# Instructions for the task
Your reply must contain exactly the lines running from the one with "An instance is defined as any distinct occurrence of blue" to the last line of the entries below, both included, and no other lines.

[Stored entries]
[Start of section]
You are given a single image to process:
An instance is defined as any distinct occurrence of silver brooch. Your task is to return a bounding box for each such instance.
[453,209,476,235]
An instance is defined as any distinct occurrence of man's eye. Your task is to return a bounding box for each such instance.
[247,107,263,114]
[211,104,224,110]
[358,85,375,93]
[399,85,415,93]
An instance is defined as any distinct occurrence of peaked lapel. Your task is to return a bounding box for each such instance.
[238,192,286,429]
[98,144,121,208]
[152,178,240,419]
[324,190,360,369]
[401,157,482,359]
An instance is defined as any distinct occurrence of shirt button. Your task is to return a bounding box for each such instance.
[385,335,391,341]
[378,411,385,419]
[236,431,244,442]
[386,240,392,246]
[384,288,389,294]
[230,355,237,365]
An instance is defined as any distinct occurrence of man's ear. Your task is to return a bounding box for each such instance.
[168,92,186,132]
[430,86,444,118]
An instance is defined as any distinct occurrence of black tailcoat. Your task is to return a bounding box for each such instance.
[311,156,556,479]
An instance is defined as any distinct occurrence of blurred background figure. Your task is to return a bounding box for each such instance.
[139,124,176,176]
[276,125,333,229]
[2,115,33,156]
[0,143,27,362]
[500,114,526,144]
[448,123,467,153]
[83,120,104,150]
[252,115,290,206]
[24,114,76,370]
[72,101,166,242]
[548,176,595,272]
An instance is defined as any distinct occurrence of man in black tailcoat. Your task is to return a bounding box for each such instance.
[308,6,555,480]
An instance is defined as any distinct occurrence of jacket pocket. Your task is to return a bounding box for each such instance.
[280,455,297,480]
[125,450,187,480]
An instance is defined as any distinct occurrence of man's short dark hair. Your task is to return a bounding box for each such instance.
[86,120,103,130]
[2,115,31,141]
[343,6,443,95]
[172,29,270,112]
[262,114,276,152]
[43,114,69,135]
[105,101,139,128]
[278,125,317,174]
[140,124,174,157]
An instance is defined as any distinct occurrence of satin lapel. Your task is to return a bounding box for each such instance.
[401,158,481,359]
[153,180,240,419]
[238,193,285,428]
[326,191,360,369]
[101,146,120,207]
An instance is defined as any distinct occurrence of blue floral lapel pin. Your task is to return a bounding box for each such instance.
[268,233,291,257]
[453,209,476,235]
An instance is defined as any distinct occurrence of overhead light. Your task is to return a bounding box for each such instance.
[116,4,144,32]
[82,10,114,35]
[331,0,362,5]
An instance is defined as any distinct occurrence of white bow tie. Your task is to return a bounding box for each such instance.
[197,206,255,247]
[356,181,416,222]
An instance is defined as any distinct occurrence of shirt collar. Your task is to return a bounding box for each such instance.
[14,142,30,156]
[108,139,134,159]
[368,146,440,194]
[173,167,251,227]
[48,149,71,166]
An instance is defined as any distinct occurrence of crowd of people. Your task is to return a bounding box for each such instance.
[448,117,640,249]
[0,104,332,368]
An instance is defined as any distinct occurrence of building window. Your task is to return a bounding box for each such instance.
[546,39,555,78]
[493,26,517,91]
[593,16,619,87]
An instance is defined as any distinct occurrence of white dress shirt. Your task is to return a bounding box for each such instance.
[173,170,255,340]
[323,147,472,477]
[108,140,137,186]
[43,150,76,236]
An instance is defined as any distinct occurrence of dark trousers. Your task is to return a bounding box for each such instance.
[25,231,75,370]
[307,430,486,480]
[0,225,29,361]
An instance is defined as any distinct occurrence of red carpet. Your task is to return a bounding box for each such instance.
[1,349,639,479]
[End of section]
# Task answer
An instance is defined as any distinct occurrence of blue floral lapel pin. Your task is to return a bounding box for each such instance.
[268,233,291,257]
[453,209,476,235]
An instance is defined as any distinct occurrence of overhead light. Your task is to return a bounding box for each such instance.
[116,4,144,32]
[82,10,114,35]
[331,0,362,5]
An instance is defined as any distinct occurrence of white bow tie. Your task is to return a bounding box for each such instance.
[197,206,255,247]
[356,181,416,222]
An instance is defined as any distinct occurrence of shirt collar. Your task is to return a bounding box for each such instance.
[14,142,30,156]
[108,139,134,159]
[368,146,440,194]
[173,167,251,227]
[48,149,71,166]
An instance is defined as any distinct occurrence of crowd of people. Your task is to return a bounding box for each such instance.
[448,117,640,249]
[0,104,332,368]
An instance is defined as any distinct occurrence of building window. Your task is to return a bounding box for each such instance.
[546,39,555,78]
[493,26,517,91]
[593,16,619,87]
An instance is defined as any distinct occurrence of white dress shirt. Your task is to return a bounding box for each such instance.
[173,170,255,340]
[323,147,472,477]
[108,140,137,186]
[43,150,76,236]
An instance is defined as any distinct occurrence of dark trousers. Your task is to return a bounding box for each such instance.
[25,231,75,370]
[307,430,486,480]
[0,225,29,361]
An instance is defined as any distinct occurrence of red carpet. Your task is to return a bounding box for each such instance.
[1,349,639,479]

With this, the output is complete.